14 Temmuz 2017 tarihinde akşam saatlerinde yayımlanan 692 Sayılı OHAL KHK’si de önceki 11 KHK gibi darbeyle mücadele adı altında insanları işten attı.
İhraç KHK’lerinin hiçbirisi meclisin onayına sunulmuş değil. Milli irade diye yeri göğü inleten zevat bu OHAL-KHK’lerini neden meclisin onayından geçirmez? Neden KHK’lere karşı mahkemelerde hak arama yolunu kapatır? Neden kanundan kaçar?
Bir yılda sadece KHK’ler ile ortalama her gün en az 300 kişi işsiz bırakılmıştır. Hiçbiri meclisin onayına sunulmamış, “olağan hukuka aykırı” 11 KHK ile bir yıl içerisinde 106 bin 771 kamu emekçisini ihraç edildi. HSK vb. kurul/kayyum ihraçları bu sayıya dahil değildir.
Darbe girişiminin üzerinden bir yıl geçmesine rağmen kaç bin kamu emekçisinin işten atılma riski ile karşı karşıya olduğu bilinmemektedir. Kamuda iş güvencesini kaldırmayı hedefleyen AKP iktidarı OHAL’de bu imkanı sonuna kadar kullanmak istemektedir.
Darbe girişiminin ve OHAL başlangıcının üzerinden bir yıl geçti. Askeri darbe girişiminin askeri olmayan sonuçları her ne kadar aksi iddia edilse de 80 milyonu etkileyen boyutlara ulaştı.
Sağlık ihraçları 1) tıp eğitimini 2) sunulan sağlık hizmetlerinin niteliğini 3) sağlıkta reel ücret düzeyini 4) kapatılan hastaneler ve kapatılan tıp fakülteleri boyutuyla halk sağlığına doğrudan zarar veren bir uygulama olmuştur.
━━━━
KHK ihraçlarını anlatan metinde "14 Temmuz 2017" sözlerini içeren ifadeyle açılıp "insanları işten attı." ile kapanan kısmı hiç değiştirmeden yeniden yazar mısın?

◆ Satır Listesi
━━━━
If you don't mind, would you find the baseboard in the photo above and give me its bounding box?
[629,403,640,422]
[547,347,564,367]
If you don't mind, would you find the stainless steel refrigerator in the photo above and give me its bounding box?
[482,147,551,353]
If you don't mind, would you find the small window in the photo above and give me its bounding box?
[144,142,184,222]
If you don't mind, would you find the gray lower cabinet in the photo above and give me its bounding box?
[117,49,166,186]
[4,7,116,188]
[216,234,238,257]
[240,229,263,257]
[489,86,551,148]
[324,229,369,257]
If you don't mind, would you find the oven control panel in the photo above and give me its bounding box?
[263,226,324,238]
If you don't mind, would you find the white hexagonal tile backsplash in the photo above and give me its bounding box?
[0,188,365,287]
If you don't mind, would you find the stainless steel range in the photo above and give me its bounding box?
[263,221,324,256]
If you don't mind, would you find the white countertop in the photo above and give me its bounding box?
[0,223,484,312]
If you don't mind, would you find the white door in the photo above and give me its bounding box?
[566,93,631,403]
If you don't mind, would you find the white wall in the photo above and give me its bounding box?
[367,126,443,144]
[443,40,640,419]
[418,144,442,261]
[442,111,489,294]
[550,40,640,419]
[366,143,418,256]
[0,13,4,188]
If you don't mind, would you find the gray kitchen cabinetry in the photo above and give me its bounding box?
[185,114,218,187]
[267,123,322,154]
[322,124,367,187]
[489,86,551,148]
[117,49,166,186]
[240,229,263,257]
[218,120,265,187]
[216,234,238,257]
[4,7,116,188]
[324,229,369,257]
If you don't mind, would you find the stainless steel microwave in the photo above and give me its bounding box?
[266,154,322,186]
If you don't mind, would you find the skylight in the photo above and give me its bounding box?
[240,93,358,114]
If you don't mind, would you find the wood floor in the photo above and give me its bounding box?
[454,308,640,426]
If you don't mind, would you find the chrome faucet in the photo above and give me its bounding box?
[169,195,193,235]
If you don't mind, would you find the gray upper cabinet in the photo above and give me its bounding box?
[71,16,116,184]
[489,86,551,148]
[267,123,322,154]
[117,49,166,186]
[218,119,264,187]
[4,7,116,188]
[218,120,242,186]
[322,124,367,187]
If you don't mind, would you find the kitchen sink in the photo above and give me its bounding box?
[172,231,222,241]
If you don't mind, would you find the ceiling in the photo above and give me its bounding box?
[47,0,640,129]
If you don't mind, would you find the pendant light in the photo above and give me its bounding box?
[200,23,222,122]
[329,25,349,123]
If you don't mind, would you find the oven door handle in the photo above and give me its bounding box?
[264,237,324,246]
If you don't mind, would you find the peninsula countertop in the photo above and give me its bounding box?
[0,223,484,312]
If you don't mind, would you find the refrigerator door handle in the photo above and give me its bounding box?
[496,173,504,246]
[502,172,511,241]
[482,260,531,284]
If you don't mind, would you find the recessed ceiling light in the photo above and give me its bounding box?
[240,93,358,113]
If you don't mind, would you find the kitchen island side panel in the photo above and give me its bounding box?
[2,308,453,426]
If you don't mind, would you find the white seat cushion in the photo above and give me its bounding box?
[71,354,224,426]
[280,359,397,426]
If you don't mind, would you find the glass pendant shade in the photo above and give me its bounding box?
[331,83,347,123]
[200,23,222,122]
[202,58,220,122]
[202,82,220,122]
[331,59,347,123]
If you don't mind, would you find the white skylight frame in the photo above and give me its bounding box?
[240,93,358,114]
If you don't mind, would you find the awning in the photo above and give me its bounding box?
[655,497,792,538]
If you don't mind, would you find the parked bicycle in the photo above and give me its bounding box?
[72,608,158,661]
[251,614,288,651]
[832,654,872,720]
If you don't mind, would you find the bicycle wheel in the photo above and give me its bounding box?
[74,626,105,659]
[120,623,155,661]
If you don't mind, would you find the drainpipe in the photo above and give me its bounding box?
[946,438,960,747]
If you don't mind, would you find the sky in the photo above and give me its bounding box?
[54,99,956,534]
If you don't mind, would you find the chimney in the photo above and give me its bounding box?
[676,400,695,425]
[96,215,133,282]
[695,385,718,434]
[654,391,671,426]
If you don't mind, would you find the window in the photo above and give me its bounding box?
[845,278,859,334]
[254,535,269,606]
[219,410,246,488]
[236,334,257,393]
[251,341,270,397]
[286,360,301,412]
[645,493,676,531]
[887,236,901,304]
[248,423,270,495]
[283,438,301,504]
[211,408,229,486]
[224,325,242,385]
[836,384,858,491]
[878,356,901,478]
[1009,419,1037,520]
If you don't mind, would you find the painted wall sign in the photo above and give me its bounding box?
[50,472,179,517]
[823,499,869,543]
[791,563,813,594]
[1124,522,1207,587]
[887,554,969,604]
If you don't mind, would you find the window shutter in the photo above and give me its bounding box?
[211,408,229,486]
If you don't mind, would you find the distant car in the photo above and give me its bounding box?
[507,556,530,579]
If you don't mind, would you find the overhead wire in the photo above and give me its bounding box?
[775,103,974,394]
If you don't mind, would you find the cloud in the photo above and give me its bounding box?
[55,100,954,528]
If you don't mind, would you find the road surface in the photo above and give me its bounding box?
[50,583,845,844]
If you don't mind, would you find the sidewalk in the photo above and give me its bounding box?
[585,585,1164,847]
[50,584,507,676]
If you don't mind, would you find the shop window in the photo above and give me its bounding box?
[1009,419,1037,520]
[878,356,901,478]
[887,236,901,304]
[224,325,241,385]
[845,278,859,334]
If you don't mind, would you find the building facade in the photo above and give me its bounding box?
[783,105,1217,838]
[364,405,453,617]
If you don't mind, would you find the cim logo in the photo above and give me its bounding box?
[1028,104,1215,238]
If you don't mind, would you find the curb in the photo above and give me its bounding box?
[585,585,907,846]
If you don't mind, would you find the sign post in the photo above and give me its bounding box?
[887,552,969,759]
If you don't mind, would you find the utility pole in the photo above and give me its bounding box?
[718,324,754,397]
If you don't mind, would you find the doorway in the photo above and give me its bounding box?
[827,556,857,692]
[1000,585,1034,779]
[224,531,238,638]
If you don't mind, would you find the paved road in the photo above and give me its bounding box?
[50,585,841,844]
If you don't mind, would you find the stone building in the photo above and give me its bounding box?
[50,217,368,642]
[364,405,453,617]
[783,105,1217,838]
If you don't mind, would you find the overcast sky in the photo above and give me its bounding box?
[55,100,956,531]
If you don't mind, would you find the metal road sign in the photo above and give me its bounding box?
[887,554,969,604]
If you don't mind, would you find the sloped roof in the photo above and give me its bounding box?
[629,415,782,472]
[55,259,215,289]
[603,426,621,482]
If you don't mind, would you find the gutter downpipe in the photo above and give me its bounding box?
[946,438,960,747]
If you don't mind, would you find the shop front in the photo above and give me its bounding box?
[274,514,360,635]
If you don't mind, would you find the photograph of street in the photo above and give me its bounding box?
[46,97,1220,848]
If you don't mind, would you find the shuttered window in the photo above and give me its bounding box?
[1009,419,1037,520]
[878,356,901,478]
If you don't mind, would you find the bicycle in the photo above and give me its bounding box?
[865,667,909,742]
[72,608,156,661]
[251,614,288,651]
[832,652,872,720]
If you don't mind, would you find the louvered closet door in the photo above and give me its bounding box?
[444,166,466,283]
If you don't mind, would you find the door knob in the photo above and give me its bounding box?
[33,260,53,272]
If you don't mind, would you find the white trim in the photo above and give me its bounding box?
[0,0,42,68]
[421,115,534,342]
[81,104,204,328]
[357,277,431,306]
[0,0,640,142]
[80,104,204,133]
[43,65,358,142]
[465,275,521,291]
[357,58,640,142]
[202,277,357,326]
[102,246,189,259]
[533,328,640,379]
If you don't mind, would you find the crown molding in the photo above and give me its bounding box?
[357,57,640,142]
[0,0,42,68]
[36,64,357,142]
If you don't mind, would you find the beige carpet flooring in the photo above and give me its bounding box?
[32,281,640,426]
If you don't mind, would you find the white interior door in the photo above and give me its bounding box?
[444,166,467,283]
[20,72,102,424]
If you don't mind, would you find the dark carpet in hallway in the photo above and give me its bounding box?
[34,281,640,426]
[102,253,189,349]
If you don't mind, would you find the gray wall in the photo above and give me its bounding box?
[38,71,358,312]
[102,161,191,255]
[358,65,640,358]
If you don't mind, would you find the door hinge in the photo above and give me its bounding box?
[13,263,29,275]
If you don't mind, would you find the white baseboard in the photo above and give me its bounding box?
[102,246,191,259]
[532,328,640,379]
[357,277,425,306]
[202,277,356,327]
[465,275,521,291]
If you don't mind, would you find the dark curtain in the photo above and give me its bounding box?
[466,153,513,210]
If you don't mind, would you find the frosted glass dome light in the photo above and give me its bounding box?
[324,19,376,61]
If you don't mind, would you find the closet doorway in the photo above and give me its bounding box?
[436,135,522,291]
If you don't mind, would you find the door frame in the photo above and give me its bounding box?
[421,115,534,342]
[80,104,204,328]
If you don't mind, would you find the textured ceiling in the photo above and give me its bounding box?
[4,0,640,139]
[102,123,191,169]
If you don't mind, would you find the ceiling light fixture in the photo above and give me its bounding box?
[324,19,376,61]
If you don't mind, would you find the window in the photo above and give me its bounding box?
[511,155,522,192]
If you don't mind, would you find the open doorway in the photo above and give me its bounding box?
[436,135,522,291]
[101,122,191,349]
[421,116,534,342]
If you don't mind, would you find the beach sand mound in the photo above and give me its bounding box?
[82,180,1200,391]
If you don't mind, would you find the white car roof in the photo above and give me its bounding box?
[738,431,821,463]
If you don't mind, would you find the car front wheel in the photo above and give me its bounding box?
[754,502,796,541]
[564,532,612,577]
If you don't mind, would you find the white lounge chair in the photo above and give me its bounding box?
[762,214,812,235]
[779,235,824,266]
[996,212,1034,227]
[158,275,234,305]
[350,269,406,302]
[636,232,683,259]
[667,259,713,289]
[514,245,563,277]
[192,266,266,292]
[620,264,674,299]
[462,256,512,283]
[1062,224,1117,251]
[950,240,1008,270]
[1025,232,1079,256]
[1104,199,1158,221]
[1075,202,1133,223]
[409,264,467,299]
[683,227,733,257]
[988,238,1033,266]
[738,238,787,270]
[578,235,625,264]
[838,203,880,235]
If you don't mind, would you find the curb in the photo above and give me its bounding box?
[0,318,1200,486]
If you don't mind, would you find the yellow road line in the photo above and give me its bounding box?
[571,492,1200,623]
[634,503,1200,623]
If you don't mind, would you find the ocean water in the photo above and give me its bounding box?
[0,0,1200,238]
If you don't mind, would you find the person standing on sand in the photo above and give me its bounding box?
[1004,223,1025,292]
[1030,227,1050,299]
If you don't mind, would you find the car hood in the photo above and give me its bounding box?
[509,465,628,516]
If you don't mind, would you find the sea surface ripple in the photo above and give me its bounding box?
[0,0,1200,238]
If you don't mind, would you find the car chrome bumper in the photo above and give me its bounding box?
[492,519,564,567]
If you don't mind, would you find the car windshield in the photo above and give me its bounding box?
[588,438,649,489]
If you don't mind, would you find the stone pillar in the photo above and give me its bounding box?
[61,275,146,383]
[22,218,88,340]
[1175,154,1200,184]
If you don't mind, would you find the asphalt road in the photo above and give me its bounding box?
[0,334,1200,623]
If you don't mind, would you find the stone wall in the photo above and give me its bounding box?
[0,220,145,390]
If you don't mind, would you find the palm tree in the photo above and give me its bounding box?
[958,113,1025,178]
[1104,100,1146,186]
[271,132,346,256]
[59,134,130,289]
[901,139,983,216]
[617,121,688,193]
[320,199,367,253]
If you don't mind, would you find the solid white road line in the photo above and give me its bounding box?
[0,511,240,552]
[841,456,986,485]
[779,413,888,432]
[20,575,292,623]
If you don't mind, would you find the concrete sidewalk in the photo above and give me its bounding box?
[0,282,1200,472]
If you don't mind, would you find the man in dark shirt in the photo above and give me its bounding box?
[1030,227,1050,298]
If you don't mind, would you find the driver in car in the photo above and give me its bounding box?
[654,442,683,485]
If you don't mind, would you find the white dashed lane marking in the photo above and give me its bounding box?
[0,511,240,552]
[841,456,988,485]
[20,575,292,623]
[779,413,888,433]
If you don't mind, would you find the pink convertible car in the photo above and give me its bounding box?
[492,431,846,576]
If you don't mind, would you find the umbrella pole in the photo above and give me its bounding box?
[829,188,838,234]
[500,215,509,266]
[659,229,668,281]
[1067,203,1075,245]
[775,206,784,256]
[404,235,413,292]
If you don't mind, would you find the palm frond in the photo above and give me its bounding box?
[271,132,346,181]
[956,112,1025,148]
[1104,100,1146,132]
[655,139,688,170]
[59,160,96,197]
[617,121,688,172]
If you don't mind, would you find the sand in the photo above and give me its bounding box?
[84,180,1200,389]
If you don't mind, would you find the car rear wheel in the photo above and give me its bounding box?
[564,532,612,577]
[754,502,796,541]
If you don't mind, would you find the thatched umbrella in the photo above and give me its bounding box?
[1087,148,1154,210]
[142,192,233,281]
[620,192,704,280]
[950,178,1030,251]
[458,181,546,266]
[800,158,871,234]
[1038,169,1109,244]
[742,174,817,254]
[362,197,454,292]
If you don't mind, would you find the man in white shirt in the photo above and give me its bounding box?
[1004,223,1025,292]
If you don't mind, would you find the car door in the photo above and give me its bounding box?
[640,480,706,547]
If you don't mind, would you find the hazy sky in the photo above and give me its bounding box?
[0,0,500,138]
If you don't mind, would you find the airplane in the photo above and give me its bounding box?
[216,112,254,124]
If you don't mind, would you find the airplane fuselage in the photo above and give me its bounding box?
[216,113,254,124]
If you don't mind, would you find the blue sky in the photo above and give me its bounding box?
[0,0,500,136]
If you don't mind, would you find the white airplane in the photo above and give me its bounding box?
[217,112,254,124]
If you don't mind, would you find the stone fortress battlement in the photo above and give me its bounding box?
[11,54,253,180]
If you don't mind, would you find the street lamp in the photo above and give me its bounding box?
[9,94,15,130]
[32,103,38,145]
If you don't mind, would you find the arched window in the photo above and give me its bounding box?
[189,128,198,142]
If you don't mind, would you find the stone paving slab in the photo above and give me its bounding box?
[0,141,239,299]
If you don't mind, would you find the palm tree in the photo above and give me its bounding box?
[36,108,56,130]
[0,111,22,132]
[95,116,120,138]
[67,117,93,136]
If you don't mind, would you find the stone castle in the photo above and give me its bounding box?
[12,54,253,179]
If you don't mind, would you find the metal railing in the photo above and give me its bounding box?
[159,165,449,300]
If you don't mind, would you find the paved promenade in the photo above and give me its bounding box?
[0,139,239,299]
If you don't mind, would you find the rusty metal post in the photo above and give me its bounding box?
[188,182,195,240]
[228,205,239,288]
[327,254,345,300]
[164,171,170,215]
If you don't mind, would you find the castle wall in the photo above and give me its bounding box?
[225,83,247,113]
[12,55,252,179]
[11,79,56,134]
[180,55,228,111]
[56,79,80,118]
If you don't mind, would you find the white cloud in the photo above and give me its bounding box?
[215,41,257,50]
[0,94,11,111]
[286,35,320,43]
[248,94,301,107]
━━━━
◆ Sorunun Çözümü
14 Temmuz 2017 tarihinde akşam saatlerinde yayımlanan 692 Sayılı OHAL KHK’si de önceki 11 KHK gibi darbeyle mücadele adı altında insanları işten attı.